## READING PASSAGE
________________________

Time to hit delete key on weak spam policy
By MICHAEL GEIST
Thursday, May 30, 2002 – Print Edition, Page B15
Few issues raise the ire of Internet users as much as the unending torrent of unsolicited commercial e-mail, better known as spam, that clogs their e-mail in-boxes each day. What was once generally viewed as a minor nuisance has grown into a monster as users' delete keys wither under an onslaught of e-mails touting get-rich-quick schemes, pornography, and the like.
Many countries have turned to anti-spam legislation to combat the practice. The United States has led the way with more than 20 states featuring statutes, while Congress annually considers a national anti-spam bill. Although anti-spam legislation has obviously not eliminated spam, it has had an impact in states such as California and Washington, where courts have upheld their constitutional validity and levied fines against spammers.
Canadian policy on spam was last articulated in the late 1990s in a policy document from Industry Canada's electronic commerce branch. The government acknowledged the public's rising concern with spam but cited several reasons why it believed new legislation was unnecessary.

________________________

## OBJECTIVES
[a] Name every jurisdiction mentioned in the paragraph of the spam article that begins "Many countries have turned."
[b] According to the spam article, when was Canadian policy on spam last articulated?
[c] Extract from the spam article the passage that opens with the words containing "Canadian policy on" and closes with "legislation was unnecessary.".
The records that follow are separate material and are not part of the spam article.

Source records:
________________________

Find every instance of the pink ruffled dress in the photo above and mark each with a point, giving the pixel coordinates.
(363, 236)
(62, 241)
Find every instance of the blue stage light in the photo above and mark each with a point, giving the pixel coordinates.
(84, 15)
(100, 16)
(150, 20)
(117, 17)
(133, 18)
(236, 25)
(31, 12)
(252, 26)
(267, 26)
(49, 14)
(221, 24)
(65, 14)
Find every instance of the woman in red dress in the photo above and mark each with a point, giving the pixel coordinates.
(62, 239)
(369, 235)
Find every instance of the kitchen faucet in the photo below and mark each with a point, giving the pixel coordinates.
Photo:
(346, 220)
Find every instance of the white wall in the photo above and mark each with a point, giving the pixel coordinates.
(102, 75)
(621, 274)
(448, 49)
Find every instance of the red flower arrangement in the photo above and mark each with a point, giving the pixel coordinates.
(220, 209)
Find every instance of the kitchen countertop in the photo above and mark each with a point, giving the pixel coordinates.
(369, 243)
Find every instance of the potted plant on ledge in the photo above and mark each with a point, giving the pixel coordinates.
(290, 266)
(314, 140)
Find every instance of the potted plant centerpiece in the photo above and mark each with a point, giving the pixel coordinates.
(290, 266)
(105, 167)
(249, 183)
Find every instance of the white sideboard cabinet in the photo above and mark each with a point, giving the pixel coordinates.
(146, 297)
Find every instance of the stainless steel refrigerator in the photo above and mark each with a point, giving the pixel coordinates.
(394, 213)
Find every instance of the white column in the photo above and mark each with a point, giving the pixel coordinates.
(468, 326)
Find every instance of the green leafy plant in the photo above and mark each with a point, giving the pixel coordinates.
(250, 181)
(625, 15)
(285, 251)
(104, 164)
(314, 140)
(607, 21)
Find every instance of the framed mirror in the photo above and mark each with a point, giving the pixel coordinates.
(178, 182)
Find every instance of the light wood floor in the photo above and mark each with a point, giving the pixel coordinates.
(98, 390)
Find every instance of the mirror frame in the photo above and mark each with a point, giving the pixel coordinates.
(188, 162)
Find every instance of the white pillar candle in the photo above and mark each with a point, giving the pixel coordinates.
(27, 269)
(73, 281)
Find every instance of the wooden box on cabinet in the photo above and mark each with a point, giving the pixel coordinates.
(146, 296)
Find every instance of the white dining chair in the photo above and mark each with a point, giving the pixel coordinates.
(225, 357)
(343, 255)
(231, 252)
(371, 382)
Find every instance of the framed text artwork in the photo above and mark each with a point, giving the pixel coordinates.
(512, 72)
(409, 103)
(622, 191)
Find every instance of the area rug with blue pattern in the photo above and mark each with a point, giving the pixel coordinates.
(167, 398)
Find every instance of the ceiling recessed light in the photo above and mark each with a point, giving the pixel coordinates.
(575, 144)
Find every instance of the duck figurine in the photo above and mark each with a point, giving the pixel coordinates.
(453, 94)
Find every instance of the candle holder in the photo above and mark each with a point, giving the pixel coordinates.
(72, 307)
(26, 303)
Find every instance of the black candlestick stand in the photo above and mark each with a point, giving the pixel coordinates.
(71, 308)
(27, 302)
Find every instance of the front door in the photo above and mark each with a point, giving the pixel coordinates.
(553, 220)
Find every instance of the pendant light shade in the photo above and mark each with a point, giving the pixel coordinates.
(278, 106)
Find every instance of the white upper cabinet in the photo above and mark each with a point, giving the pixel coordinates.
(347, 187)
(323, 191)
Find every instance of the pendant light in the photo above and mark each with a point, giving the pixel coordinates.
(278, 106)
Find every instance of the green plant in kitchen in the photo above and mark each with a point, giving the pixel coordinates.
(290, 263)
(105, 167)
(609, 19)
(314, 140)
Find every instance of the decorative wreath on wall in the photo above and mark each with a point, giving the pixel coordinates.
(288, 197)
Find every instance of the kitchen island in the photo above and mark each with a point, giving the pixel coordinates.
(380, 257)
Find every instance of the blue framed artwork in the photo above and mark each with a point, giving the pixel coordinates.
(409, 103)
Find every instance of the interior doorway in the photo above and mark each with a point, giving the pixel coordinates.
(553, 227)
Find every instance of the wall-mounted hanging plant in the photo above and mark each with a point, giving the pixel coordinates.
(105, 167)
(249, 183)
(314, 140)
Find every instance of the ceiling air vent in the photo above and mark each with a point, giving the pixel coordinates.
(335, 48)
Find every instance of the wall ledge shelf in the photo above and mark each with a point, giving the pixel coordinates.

________________________

## EXPECTED OUTPUTS
[a] United States, California, Washington

[b] In the late 1990s, in a policy document from Industry Canada's electronic commerce branch.

[c]
Canadian policy on spam was last articulated in the late 1990s in a policy document from Industry Canada's electronic commerce branch. The government acknowledged the public's rising concern with spam but cited several reasons why it believed new legislation was unnecessary.